■ **REQUIRED ACTION**: Return every line of the listing exactly as written.

[[ DATASET EXCERPTS, beginning ]]

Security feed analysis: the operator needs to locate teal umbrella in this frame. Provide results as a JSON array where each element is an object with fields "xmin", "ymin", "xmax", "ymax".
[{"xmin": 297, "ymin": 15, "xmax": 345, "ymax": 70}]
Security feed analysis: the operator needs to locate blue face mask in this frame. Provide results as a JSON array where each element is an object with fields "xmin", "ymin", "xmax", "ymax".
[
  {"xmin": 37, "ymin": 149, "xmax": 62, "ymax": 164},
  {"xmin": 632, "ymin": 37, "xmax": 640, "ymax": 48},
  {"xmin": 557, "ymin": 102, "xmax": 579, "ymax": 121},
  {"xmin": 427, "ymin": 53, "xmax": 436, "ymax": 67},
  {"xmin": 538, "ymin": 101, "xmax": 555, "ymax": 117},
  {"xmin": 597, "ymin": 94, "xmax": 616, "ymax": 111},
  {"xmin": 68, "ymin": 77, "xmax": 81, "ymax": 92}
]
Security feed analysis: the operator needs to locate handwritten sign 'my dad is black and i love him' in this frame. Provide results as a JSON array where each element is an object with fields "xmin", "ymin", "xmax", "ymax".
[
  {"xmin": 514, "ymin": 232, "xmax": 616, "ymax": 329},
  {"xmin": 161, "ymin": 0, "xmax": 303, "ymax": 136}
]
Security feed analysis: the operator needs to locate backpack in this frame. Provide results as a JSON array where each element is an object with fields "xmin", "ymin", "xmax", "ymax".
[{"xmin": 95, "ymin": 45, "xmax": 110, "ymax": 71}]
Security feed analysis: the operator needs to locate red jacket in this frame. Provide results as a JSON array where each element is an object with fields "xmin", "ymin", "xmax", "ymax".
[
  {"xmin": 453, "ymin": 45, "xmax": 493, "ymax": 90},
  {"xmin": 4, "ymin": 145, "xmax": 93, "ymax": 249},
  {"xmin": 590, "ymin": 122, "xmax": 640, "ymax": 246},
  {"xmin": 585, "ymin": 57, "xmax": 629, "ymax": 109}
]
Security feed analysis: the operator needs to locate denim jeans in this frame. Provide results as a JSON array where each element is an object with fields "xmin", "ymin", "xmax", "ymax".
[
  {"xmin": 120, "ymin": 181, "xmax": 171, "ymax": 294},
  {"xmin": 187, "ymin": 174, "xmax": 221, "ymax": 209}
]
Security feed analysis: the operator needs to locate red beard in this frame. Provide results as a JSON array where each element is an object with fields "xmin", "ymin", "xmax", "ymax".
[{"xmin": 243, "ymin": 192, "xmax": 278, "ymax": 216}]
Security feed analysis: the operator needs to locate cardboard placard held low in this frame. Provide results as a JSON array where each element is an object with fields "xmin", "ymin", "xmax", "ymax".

[[ DATASET EXCERPTS, end ]]

■ **PROBLEM SOLUTION**:
Security feed analysis: the operator needs to locate teal umbrella in this frame. Provide results as a JSON array where each element is an object with fields "xmin", "ymin", "xmax", "ymax".
[{"xmin": 297, "ymin": 15, "xmax": 345, "ymax": 70}]
Security feed analysis: the operator needs to locate blue face mask in this frame. Provide results as a JSON array where each element is an object with fields "xmin", "ymin", "xmax", "ymax".
[
  {"xmin": 37, "ymin": 149, "xmax": 62, "ymax": 164},
  {"xmin": 632, "ymin": 37, "xmax": 640, "ymax": 48},
  {"xmin": 557, "ymin": 102, "xmax": 579, "ymax": 121},
  {"xmin": 427, "ymin": 53, "xmax": 436, "ymax": 67},
  {"xmin": 538, "ymin": 101, "xmax": 555, "ymax": 117},
  {"xmin": 597, "ymin": 94, "xmax": 616, "ymax": 111},
  {"xmin": 68, "ymin": 77, "xmax": 81, "ymax": 92}
]
Security feed analysis: the operator needs to locate handwritten sign 'my dad is black and i love him' in this frame. Provide results as a JSON array where each element is an object with fields "xmin", "ymin", "xmax", "ymax".
[
  {"xmin": 514, "ymin": 232, "xmax": 616, "ymax": 329},
  {"xmin": 161, "ymin": 0, "xmax": 303, "ymax": 136}
]
Security feed analysis: the operator needs to locate backpack in this frame. Provide results as a JSON array where each element is an object with fields "xmin", "ymin", "xmax", "ymax".
[{"xmin": 95, "ymin": 45, "xmax": 110, "ymax": 71}]
Security feed analysis: the operator needs to locate red jacket in this frame. Provide results as a JSON array where each element is an object with fields "xmin", "ymin", "xmax", "ymax".
[
  {"xmin": 453, "ymin": 45, "xmax": 493, "ymax": 90},
  {"xmin": 4, "ymin": 145, "xmax": 93, "ymax": 249},
  {"xmin": 590, "ymin": 122, "xmax": 640, "ymax": 246},
  {"xmin": 585, "ymin": 57, "xmax": 629, "ymax": 109}
]
Security feed analysis: the operator needs to locate denim jeans in this frame. Provide results as a JSON array where each element is an object with fields "xmin", "ymin", "xmax", "ymax".
[
  {"xmin": 120, "ymin": 181, "xmax": 171, "ymax": 294},
  {"xmin": 187, "ymin": 174, "xmax": 221, "ymax": 209}
]
Security feed analysis: the operator needs to locate red beard in this frame. Provide results as a JSON array where each element is an object with fields "xmin", "ymin", "xmax", "ymax".
[{"xmin": 243, "ymin": 192, "xmax": 278, "ymax": 216}]
Security feed analysis: the operator needs to locate cardboard placard held low in this frame. Provide results as a JSON array where each element is an object with fields "xmin", "ymin", "xmax", "ymax".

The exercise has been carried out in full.